PROBLEM TO WORK ON. Go through the lines below and tally each one holding "target". Write only the total.

(Stored records)
--*--

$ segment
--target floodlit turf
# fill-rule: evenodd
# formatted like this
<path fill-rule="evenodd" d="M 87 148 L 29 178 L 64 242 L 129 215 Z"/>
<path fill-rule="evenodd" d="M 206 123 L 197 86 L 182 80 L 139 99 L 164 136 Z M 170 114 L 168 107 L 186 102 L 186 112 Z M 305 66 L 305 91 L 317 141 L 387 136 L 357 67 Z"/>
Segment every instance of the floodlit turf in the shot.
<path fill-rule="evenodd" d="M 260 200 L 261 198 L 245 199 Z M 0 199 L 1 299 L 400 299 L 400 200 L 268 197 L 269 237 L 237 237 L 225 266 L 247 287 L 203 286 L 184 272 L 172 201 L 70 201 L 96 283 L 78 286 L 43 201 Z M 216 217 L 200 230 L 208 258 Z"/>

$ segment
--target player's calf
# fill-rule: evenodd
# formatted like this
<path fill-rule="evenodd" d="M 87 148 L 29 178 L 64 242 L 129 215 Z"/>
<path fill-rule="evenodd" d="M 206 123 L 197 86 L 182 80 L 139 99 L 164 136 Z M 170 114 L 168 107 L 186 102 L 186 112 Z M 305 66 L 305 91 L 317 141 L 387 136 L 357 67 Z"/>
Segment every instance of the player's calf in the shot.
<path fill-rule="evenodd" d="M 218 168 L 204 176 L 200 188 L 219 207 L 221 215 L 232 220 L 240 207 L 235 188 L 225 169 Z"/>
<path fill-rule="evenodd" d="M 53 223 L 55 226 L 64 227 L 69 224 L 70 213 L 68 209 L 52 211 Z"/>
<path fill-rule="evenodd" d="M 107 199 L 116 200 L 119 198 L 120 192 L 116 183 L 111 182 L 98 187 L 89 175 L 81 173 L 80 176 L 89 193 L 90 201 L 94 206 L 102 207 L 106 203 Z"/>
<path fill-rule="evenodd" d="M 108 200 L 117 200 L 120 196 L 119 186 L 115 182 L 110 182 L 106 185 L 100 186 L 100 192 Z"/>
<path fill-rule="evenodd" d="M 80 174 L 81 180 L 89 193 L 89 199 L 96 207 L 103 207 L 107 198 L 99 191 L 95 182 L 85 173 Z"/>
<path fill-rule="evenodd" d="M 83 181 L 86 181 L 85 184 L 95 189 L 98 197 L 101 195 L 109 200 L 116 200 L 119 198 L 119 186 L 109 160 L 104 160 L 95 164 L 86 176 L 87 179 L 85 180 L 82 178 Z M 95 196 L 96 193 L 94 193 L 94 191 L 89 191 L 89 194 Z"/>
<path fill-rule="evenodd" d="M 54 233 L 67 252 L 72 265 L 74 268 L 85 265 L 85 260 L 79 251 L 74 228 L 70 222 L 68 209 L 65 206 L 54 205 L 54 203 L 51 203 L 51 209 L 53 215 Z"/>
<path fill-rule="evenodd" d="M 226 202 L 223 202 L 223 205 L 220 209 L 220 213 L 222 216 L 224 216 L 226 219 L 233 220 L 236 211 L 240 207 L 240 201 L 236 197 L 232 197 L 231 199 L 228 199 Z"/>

--*--

WORKED SOLUTION. 2